» **ENTRIES PROVIDED**
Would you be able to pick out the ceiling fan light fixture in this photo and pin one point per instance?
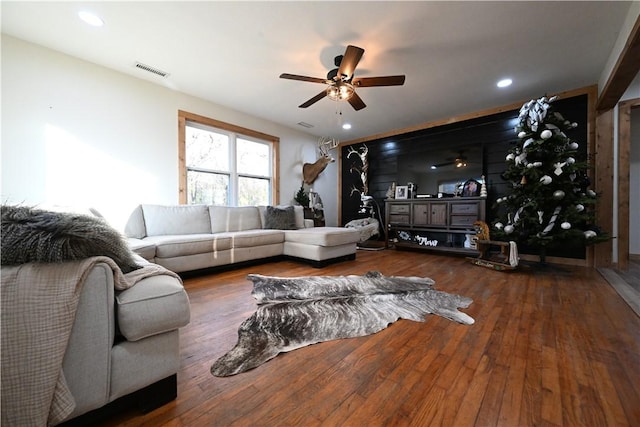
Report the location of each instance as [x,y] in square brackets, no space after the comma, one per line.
[340,91]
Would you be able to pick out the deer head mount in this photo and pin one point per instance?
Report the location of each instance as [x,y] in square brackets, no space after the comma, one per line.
[310,171]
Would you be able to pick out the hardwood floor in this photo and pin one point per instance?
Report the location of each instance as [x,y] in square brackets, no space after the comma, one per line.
[551,346]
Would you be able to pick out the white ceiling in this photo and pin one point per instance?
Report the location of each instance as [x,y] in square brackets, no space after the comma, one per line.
[231,53]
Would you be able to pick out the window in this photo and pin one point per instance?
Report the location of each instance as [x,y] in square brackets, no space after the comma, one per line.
[223,164]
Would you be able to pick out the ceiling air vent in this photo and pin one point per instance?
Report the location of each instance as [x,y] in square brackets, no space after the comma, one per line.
[151,69]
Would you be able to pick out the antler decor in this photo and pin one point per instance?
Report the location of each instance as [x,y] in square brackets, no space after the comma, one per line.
[310,171]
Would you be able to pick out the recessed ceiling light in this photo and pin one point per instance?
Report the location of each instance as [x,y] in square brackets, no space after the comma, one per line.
[90,18]
[504,83]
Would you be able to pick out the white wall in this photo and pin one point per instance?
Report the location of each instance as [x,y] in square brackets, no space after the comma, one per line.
[78,134]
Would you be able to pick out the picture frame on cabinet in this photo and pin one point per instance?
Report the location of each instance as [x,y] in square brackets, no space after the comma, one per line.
[402,191]
[471,188]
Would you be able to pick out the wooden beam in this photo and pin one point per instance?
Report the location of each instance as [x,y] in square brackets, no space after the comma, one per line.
[623,73]
[624,157]
[604,185]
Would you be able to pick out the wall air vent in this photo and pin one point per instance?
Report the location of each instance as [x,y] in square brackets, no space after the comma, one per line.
[151,69]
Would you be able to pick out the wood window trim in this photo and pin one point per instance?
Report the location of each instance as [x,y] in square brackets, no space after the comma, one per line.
[185,116]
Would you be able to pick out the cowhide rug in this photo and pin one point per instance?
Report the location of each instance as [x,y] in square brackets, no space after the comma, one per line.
[300,311]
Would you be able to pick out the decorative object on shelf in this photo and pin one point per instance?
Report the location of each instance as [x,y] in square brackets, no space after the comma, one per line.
[507,259]
[362,169]
[547,184]
[471,188]
[391,192]
[413,189]
[402,192]
[483,187]
[310,171]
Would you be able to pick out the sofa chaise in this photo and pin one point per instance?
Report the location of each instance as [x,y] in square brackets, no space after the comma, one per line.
[192,237]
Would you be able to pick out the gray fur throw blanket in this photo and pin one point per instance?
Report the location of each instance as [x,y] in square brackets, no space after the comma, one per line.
[36,235]
[297,312]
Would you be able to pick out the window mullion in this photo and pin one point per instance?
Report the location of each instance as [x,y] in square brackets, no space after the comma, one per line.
[233,157]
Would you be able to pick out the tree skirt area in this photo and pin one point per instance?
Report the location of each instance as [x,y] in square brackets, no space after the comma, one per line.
[295,312]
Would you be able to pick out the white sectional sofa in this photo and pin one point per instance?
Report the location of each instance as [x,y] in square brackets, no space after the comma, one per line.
[192,237]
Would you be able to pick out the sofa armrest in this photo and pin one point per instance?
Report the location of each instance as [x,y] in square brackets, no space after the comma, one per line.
[87,361]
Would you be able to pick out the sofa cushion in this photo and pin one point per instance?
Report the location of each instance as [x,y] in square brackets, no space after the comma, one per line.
[189,244]
[226,218]
[135,224]
[322,236]
[298,213]
[179,219]
[154,305]
[253,238]
[144,248]
[280,218]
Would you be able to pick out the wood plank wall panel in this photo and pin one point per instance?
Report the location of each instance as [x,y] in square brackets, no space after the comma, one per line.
[494,133]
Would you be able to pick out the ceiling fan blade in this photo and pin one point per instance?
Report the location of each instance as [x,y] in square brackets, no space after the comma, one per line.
[303,78]
[350,61]
[313,100]
[378,81]
[356,102]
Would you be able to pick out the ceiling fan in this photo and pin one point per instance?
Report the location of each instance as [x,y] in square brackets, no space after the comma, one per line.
[459,161]
[341,83]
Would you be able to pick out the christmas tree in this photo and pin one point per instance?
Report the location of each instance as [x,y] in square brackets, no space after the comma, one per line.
[550,203]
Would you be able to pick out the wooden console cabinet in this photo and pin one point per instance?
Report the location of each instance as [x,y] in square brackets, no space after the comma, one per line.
[434,224]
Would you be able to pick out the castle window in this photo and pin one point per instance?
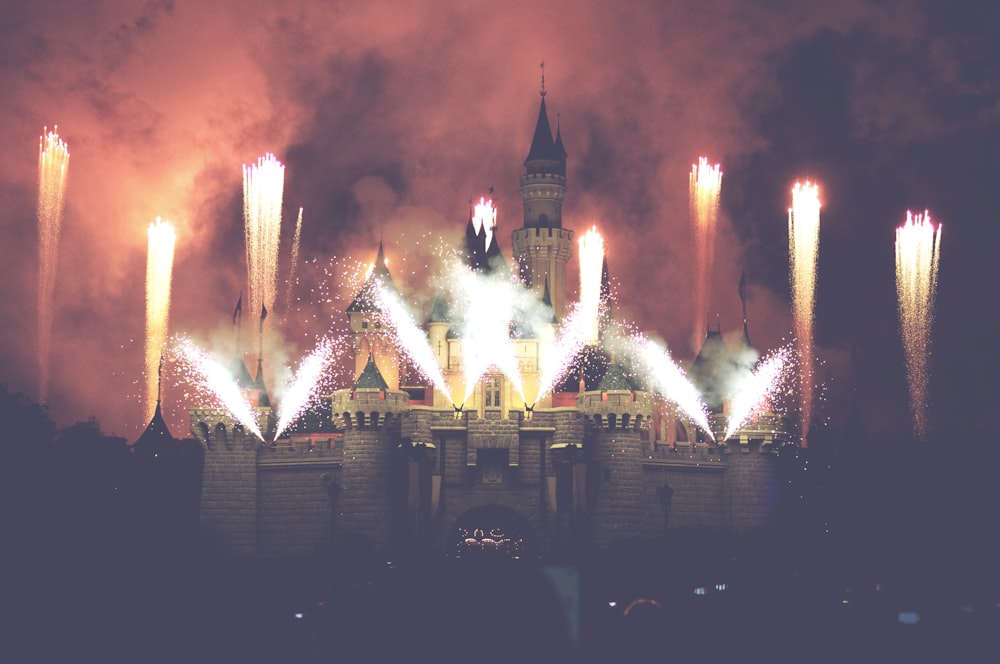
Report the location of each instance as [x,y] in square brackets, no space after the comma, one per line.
[492,387]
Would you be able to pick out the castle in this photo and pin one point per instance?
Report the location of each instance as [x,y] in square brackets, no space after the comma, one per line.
[402,467]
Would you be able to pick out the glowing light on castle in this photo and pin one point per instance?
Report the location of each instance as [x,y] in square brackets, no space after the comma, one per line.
[304,390]
[918,250]
[159,268]
[670,382]
[53,165]
[412,340]
[705,183]
[210,377]
[755,396]
[591,261]
[803,250]
[263,187]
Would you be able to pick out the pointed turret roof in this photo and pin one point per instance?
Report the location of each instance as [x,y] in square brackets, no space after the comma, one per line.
[371,378]
[543,147]
[156,431]
[366,299]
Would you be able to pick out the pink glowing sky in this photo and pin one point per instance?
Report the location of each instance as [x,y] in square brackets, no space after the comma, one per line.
[390,116]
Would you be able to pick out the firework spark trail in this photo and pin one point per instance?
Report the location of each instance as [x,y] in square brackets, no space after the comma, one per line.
[918,250]
[803,242]
[412,340]
[263,187]
[756,394]
[668,379]
[591,263]
[488,304]
[571,338]
[53,164]
[215,379]
[159,267]
[294,264]
[705,183]
[305,387]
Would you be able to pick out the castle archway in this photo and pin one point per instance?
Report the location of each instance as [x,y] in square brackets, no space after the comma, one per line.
[492,531]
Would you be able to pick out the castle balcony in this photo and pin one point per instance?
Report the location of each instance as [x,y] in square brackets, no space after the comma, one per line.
[616,409]
[368,408]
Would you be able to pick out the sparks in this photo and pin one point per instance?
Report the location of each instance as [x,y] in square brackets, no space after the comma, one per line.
[918,250]
[755,395]
[705,183]
[159,268]
[669,381]
[591,262]
[304,388]
[215,379]
[803,242]
[263,186]
[53,164]
[412,340]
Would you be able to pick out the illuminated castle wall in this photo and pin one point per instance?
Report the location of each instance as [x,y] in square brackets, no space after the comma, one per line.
[400,467]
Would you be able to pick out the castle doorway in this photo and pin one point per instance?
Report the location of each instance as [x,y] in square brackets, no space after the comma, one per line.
[491,532]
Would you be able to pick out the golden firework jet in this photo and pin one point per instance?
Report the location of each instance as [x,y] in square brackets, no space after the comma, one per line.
[803,251]
[705,183]
[53,163]
[918,249]
[159,270]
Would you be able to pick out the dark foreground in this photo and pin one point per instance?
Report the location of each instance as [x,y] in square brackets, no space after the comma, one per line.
[681,603]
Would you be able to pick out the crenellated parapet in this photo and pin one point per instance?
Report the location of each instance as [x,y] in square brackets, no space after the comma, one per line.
[369,408]
[616,410]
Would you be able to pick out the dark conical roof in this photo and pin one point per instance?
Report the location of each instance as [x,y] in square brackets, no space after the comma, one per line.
[371,378]
[156,431]
[543,148]
[367,297]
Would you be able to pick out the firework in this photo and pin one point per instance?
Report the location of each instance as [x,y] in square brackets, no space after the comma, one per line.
[591,263]
[412,340]
[214,379]
[669,380]
[755,395]
[294,262]
[803,244]
[263,186]
[159,266]
[487,310]
[918,248]
[306,385]
[705,183]
[53,163]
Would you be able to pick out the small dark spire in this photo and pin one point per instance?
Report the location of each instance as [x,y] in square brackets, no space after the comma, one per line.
[371,378]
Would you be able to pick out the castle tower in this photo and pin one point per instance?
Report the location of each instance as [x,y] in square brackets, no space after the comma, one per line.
[615,415]
[369,414]
[542,247]
[365,319]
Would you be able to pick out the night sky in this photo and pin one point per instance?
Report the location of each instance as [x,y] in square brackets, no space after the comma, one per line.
[390,116]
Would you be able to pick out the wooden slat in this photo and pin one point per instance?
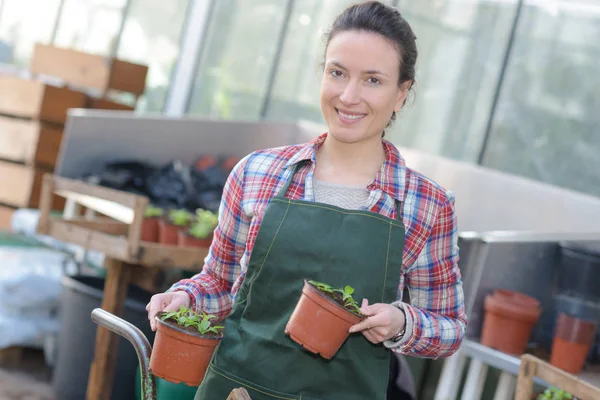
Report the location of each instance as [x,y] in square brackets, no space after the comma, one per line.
[88,70]
[128,77]
[105,104]
[58,203]
[101,376]
[100,224]
[156,255]
[6,217]
[135,229]
[532,367]
[16,184]
[111,246]
[18,139]
[32,99]
[73,187]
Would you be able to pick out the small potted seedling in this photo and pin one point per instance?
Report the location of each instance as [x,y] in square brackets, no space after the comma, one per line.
[183,346]
[553,393]
[149,232]
[201,230]
[176,221]
[322,318]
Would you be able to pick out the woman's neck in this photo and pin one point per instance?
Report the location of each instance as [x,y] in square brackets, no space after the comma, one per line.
[349,163]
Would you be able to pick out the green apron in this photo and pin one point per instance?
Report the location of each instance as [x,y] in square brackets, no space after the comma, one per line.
[300,240]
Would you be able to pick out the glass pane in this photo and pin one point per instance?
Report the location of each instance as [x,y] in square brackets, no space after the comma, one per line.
[237,59]
[296,91]
[461,49]
[90,25]
[148,40]
[546,126]
[22,24]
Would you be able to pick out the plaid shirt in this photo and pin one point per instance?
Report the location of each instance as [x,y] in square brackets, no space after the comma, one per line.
[435,319]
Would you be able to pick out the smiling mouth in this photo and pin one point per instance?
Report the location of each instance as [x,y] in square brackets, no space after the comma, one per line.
[353,117]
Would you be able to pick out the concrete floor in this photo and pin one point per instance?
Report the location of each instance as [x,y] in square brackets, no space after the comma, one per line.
[28,379]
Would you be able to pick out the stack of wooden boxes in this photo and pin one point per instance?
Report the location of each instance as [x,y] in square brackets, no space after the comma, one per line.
[33,113]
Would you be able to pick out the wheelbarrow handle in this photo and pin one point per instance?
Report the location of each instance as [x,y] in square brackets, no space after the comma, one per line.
[140,343]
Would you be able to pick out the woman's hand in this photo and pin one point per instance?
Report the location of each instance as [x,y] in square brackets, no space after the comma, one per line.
[171,301]
[383,323]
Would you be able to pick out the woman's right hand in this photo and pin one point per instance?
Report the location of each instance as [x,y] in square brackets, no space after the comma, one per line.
[171,301]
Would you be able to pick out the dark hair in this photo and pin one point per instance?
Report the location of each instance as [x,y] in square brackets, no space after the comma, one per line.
[384,20]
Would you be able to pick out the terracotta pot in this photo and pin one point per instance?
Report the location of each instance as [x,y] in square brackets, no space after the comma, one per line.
[508,324]
[149,230]
[184,239]
[168,232]
[319,323]
[573,338]
[179,356]
[517,298]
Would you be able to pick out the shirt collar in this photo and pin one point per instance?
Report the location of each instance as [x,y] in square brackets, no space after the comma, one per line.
[390,179]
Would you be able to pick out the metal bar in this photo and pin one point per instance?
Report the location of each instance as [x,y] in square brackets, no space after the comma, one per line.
[289,8]
[59,12]
[507,54]
[192,41]
[138,340]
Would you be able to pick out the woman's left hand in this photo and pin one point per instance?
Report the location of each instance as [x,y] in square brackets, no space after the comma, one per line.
[383,323]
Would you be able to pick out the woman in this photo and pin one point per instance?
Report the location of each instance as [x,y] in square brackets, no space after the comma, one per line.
[342,209]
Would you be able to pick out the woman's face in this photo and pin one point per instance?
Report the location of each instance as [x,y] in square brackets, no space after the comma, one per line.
[359,89]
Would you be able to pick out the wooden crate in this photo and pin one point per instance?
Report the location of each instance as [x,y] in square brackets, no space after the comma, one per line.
[532,366]
[6,217]
[118,237]
[36,100]
[89,70]
[105,104]
[29,142]
[21,186]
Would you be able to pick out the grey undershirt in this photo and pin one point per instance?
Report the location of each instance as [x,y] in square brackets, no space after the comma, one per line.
[353,197]
[350,197]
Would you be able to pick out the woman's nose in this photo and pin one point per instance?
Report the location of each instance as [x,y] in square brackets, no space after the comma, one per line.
[351,94]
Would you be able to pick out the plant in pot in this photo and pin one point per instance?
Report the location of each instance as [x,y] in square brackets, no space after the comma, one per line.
[176,221]
[509,320]
[322,318]
[183,346]
[201,231]
[152,215]
[553,393]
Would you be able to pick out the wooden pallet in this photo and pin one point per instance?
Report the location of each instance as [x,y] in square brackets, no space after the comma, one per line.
[532,366]
[117,236]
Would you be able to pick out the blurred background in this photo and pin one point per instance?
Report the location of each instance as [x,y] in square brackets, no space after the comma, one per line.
[505,112]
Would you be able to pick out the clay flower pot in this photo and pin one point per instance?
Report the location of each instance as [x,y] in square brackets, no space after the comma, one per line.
[186,240]
[320,324]
[573,338]
[509,320]
[149,229]
[168,232]
[180,356]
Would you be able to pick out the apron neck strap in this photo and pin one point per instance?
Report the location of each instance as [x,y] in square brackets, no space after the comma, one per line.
[283,191]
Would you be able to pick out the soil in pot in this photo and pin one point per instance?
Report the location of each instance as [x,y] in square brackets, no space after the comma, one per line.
[181,354]
[186,240]
[508,325]
[168,232]
[149,230]
[320,322]
[573,338]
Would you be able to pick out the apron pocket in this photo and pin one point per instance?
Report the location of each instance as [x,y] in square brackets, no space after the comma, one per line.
[255,391]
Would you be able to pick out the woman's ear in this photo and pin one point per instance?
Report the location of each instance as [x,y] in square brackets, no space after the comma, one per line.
[402,94]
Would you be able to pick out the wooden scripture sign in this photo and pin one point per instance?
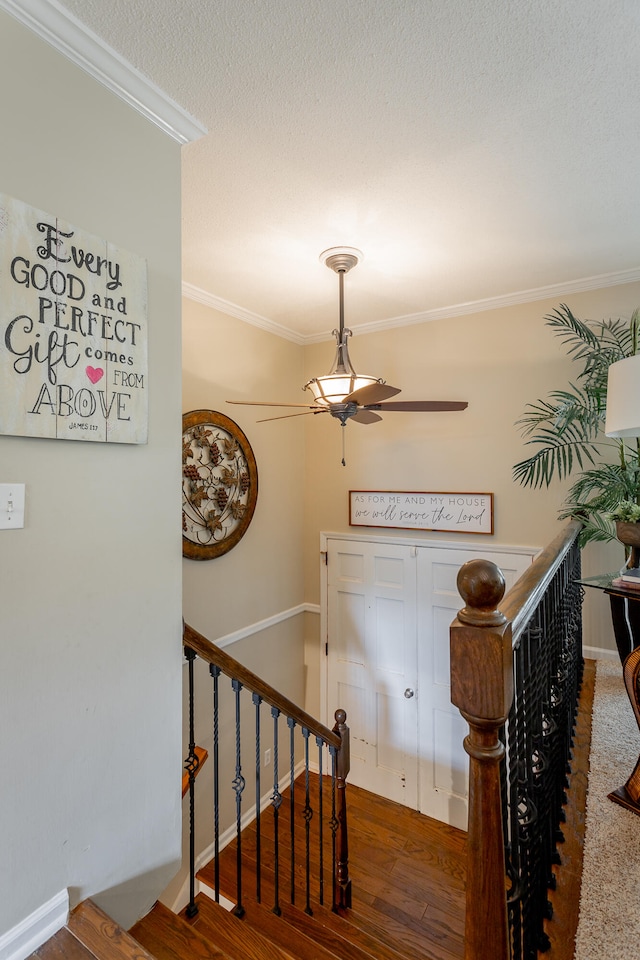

» **TASK**
Extract every line above that contains the word "cabinet", copying each one in full.

» **ANSWER TO THIS PROBLEM**
Would you be able to pick out the picture frame on cabinet in this photo and pin one point per instance?
Would you be able to pick out the wooden console cabinet in this photo and pin one point per instance?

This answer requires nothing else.